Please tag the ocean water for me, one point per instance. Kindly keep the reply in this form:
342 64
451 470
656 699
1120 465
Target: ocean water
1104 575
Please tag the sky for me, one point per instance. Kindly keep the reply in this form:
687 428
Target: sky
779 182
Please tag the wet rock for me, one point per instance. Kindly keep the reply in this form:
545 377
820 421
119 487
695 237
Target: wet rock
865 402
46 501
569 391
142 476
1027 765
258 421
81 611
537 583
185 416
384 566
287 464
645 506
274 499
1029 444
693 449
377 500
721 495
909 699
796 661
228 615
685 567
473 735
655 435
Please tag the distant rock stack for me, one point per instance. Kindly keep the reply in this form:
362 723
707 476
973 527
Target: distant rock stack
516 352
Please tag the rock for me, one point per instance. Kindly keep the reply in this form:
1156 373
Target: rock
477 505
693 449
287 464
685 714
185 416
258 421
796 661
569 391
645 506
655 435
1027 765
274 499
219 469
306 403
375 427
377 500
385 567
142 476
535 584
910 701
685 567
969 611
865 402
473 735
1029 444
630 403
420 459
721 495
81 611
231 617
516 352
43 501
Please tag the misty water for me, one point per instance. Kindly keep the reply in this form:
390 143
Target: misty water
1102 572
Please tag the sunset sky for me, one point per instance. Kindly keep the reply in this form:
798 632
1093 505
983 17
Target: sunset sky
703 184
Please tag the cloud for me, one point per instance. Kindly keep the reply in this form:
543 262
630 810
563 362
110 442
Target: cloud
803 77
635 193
==
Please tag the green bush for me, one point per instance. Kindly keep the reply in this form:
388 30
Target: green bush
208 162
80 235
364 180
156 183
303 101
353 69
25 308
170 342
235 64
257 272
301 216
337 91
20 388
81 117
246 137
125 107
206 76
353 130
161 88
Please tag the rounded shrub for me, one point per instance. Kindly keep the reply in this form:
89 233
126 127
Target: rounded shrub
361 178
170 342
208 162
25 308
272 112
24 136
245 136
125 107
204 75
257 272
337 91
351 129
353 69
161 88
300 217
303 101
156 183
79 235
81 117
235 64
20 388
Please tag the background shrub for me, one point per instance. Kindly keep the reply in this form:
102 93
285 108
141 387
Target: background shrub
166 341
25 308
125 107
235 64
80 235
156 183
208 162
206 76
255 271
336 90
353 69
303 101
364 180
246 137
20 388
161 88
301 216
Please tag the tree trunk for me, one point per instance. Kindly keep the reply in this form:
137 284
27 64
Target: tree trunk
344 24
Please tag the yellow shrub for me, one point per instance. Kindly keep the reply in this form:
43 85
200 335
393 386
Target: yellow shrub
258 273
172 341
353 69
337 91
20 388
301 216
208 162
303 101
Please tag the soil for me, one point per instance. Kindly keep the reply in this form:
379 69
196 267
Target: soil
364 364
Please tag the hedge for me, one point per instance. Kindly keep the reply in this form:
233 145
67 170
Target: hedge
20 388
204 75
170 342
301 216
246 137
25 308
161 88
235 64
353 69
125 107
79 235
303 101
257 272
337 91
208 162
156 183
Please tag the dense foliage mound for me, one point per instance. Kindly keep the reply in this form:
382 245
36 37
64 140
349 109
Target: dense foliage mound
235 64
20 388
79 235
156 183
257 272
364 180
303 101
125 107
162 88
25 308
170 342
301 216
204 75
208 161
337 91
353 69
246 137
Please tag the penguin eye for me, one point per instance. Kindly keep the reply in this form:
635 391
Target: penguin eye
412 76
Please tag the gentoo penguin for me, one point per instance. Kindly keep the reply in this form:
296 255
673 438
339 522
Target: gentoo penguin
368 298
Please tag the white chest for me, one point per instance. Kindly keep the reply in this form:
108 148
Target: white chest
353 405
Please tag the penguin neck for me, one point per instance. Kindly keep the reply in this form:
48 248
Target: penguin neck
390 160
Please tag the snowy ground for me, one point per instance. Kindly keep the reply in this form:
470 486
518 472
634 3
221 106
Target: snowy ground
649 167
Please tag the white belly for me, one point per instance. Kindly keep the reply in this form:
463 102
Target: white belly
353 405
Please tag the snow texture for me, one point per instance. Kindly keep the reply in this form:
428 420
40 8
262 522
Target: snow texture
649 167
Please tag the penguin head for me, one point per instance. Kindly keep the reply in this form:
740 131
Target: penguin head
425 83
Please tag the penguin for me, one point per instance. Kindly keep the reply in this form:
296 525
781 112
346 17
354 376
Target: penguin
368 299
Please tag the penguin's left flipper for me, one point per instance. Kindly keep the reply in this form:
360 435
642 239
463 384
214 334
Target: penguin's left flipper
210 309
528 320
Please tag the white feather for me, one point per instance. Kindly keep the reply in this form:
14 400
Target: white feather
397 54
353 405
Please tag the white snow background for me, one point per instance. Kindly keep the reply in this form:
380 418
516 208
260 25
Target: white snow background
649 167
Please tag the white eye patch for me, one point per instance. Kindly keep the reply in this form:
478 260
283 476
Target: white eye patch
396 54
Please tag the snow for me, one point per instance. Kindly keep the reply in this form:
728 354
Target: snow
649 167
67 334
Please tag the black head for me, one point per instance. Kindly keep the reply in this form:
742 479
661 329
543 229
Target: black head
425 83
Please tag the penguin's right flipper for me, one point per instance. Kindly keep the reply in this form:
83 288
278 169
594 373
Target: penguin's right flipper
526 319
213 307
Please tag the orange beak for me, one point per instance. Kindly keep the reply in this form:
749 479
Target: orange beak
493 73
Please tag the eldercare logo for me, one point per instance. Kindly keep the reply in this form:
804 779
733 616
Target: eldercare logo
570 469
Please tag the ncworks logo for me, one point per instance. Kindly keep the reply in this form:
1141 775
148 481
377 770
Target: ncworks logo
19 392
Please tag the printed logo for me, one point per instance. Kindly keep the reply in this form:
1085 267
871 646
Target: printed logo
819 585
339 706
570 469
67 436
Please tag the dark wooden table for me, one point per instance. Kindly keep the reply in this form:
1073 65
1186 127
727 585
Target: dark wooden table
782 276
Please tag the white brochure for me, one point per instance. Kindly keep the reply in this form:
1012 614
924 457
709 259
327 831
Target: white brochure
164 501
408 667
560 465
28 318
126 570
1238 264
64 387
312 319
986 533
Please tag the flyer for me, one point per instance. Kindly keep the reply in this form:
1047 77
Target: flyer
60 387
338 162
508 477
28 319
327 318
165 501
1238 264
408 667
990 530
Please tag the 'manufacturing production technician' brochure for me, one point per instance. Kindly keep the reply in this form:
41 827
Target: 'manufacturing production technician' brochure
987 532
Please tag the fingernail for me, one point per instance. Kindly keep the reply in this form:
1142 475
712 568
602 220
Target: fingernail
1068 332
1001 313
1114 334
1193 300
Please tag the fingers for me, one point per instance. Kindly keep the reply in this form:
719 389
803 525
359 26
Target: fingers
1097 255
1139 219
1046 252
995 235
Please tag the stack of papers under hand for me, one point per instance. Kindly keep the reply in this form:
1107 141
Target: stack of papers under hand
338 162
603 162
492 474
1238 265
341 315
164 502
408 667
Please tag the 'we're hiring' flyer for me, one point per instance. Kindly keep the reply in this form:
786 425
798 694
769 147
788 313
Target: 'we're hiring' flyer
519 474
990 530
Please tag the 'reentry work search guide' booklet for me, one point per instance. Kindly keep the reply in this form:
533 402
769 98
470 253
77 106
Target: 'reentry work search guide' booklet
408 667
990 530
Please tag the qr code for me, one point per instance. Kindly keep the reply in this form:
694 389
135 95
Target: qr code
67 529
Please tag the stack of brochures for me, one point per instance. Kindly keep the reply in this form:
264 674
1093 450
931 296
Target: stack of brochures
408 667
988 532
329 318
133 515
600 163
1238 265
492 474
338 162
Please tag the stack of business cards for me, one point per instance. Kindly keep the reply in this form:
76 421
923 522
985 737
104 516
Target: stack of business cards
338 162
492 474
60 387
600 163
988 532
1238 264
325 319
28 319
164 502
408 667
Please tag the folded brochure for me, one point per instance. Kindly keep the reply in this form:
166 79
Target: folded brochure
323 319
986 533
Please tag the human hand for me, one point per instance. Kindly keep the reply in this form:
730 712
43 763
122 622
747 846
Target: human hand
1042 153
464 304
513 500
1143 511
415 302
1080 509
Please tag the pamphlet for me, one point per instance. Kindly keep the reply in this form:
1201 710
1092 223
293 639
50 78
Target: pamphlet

• [Written request]:
Which lines of the listing above contain the word "logo"? Copy each of those lines in full, treating uppercase and lowercase as different.

• [Written response]:
Please tag the eldercare logo for me, one point per instance. Kindly keep the reply in this form:
Target: eldercare logo
Please tag the ncworks logo for me, one point per instance. Kindly keep the reply in this form:
Target: ncworks logo
Please tag the printed logo for me, one point per instance. Kindly keep the reply in this form:
Target: printed logo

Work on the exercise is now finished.